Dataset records
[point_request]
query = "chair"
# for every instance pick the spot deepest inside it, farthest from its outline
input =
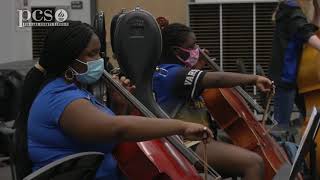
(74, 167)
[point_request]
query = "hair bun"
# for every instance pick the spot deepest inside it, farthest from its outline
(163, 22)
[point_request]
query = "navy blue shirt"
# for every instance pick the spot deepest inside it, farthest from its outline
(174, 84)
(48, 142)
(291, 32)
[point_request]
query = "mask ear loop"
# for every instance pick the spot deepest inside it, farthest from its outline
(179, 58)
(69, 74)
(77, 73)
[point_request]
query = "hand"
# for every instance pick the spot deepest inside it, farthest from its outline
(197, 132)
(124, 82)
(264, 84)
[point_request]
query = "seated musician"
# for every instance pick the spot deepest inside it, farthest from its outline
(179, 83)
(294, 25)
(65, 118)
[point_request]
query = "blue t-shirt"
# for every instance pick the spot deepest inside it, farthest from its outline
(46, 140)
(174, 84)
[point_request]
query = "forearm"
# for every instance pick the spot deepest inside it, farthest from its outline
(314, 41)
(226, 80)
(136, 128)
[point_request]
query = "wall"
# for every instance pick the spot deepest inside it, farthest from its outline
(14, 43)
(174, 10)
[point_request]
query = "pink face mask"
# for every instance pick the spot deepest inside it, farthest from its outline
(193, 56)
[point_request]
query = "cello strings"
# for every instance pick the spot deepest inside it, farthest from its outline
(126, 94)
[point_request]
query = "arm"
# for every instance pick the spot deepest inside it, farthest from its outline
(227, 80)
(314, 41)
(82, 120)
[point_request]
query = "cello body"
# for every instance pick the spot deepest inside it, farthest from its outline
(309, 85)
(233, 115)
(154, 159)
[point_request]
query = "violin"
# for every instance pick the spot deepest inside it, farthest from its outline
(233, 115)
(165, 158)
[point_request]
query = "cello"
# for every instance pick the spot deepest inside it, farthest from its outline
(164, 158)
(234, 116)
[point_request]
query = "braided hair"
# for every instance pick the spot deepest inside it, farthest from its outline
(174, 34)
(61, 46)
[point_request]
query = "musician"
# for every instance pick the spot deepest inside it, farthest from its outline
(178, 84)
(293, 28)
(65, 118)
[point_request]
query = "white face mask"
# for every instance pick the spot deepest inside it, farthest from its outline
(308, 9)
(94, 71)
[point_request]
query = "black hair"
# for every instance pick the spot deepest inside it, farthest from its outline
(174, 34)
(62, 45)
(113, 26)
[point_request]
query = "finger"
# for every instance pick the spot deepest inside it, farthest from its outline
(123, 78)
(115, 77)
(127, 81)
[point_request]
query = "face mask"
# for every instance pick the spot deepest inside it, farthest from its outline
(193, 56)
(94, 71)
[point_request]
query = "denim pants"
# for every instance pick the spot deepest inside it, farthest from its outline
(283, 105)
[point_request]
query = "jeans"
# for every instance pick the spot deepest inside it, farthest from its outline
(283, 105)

...

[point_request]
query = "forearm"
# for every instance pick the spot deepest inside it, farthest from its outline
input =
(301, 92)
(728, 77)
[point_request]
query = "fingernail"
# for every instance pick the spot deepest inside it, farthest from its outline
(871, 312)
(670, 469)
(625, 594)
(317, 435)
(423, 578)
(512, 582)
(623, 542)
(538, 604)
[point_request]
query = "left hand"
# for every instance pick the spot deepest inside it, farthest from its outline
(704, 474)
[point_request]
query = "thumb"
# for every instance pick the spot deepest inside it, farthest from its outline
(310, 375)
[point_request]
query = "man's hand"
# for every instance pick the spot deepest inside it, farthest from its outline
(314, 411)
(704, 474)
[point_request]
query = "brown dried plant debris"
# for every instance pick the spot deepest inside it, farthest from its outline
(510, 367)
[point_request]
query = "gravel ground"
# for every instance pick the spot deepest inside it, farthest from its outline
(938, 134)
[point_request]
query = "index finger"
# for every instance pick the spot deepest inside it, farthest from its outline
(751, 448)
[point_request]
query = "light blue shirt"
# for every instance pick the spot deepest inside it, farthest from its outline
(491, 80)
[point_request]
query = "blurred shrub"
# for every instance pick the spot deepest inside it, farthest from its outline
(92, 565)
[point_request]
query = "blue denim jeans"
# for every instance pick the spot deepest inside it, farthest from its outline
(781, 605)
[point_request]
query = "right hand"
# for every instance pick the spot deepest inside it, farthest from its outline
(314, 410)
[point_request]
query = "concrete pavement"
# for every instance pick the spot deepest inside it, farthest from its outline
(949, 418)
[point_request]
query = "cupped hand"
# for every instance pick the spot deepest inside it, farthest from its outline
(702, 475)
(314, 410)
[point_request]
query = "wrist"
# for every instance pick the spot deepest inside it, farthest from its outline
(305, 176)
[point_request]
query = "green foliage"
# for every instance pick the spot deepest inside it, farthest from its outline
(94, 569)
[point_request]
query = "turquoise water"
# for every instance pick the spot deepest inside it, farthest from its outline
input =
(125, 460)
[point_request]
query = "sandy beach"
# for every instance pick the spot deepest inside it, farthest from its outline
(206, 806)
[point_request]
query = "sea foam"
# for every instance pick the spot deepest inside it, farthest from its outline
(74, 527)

==

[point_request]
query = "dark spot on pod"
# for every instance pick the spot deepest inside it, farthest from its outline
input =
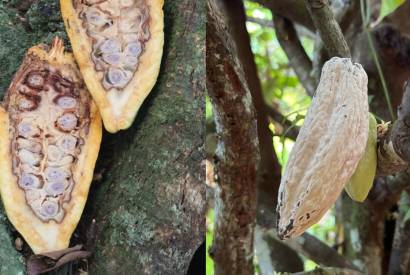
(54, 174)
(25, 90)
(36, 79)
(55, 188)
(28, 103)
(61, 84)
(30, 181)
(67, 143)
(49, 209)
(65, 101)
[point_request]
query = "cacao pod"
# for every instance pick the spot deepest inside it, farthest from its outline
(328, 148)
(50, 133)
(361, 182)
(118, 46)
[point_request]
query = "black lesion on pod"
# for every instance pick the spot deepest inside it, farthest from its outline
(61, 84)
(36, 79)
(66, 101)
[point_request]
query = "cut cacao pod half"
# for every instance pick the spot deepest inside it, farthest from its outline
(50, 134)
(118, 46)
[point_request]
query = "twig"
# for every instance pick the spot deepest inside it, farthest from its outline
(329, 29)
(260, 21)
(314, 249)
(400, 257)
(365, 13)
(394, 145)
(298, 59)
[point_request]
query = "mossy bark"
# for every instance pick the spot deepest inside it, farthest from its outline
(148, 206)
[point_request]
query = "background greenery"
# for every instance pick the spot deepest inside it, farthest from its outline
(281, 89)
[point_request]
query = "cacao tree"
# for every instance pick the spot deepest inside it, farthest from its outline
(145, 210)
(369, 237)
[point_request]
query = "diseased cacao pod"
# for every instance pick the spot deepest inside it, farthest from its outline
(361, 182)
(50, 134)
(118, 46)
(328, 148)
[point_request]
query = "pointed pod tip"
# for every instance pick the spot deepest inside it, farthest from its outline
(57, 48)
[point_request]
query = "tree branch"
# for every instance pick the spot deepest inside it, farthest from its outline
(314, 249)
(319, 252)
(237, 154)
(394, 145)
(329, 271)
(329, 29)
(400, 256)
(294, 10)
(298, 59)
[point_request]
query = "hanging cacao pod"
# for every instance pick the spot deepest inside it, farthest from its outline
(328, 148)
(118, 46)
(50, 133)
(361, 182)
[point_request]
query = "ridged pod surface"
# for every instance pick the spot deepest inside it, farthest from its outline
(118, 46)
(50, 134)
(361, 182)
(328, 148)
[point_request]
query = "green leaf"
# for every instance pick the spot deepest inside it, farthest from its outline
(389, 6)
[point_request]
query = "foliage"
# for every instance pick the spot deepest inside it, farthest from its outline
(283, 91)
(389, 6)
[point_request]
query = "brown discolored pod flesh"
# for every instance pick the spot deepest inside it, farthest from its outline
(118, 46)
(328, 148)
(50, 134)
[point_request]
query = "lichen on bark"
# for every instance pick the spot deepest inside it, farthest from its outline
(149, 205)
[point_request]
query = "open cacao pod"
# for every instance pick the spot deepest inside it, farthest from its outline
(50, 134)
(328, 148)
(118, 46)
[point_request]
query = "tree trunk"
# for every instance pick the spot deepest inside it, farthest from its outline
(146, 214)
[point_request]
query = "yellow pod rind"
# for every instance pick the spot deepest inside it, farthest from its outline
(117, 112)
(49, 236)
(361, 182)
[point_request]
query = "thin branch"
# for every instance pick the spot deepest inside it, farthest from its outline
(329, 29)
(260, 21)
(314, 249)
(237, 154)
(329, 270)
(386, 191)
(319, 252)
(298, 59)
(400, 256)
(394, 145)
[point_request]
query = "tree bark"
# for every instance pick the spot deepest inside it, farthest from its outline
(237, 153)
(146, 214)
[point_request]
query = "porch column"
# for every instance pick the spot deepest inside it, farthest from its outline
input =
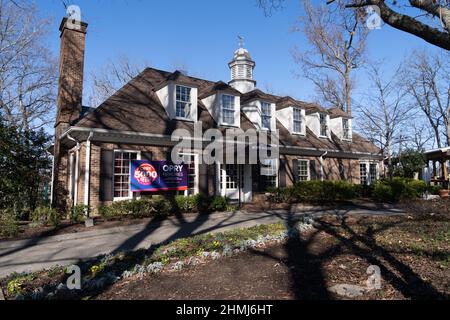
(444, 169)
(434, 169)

Exercise goal
Pull out each line of the material above that contains the string "black", matching case exactly.

Full response
query = "black hair"
query = "black lesion on pod"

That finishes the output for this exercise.